### Work instruction
Please quote exactly the lines below from the line containing "For every instance of the stone" to the line containing "For every instance of the grassy", both lines included, and nothing else.

Stored data entries
- - - -

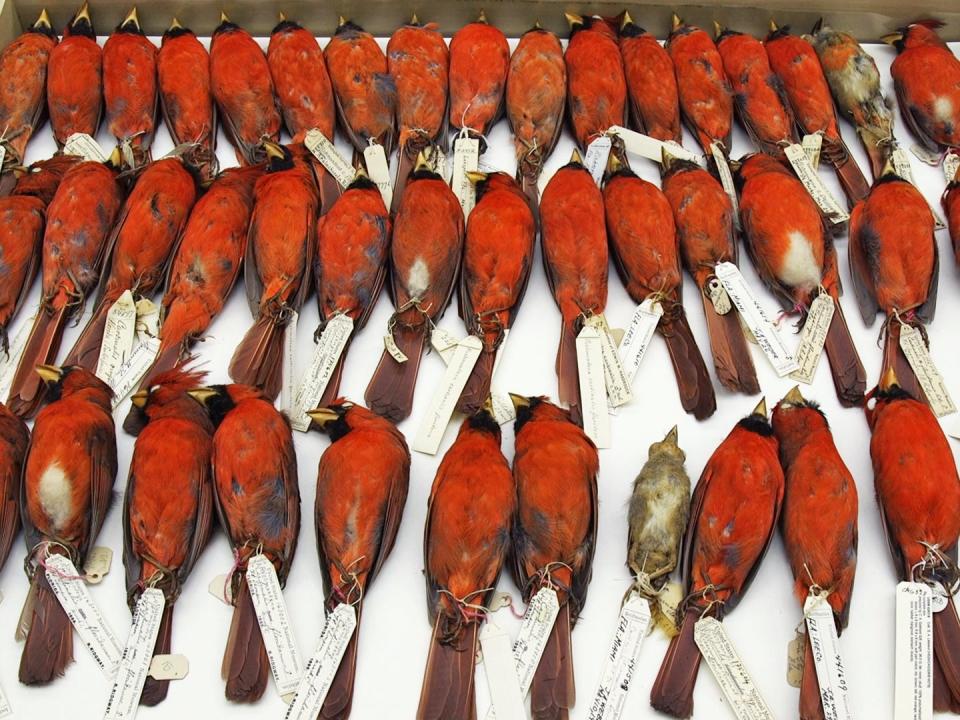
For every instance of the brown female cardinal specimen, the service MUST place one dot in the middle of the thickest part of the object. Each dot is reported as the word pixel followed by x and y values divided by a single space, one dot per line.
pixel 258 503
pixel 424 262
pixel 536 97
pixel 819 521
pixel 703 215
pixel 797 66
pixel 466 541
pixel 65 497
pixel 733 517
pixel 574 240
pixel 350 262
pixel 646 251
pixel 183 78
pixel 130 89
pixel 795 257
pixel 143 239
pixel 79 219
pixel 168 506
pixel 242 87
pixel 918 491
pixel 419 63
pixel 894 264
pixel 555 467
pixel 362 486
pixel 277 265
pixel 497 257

- - - -

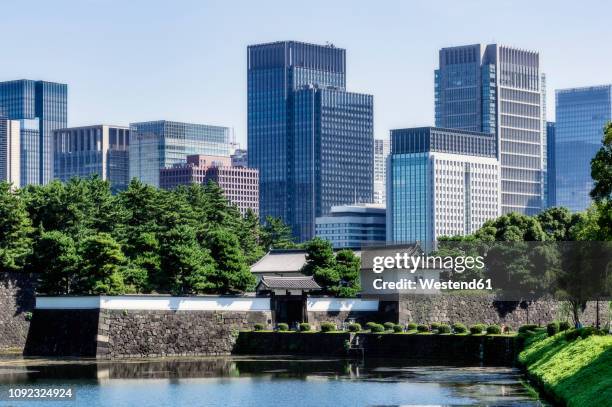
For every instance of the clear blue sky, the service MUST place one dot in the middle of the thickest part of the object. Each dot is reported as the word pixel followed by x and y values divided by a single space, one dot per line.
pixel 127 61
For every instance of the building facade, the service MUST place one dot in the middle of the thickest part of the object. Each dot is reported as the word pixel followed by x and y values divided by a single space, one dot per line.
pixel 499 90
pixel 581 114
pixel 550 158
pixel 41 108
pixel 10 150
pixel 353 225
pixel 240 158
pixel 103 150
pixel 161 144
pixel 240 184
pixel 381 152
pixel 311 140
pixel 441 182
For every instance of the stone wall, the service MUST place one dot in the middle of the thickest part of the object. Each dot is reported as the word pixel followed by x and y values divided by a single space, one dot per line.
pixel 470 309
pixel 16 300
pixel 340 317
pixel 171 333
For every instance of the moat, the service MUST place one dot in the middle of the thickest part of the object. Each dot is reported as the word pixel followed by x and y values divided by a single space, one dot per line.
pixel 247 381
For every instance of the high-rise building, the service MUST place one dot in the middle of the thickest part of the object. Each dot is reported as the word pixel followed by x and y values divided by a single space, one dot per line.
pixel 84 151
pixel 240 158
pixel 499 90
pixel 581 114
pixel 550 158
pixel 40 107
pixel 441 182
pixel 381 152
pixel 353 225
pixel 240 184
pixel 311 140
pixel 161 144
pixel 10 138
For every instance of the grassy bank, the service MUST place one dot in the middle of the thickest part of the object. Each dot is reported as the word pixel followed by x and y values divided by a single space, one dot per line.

- - - -

### Exercise answer
For every instance of the stone wall, the service MUST place one dot in the middle of the thickest part of the object. Each dot is reported as the word pixel followed by x and y values divided by a single space, one dot per line.
pixel 470 309
pixel 16 300
pixel 340 317
pixel 171 333
For every instance of the moat, the service MUST place one dot in the middle of the thickest part of the object. Each dot is reported as the word pixel followed by x and y values divided by a single space, one dot per line.
pixel 247 381
For every instance of the high-rise building, the service MUST place one dot in the middle of the thickest part of the object. Each dot is reported as the word pixel followed by x and y values divided by a single space, one dot per line.
pixel 84 151
pixel 240 158
pixel 499 90
pixel 581 114
pixel 550 158
pixel 40 107
pixel 441 182
pixel 381 152
pixel 353 225
pixel 240 184
pixel 311 140
pixel 161 144
pixel 10 138
For every instance of the grassy bank, the service MUST place one dot in the middle of the thickest part of the object. Each dot is reported as the word pixel followed by x and y values divided by a single space, one dot per line.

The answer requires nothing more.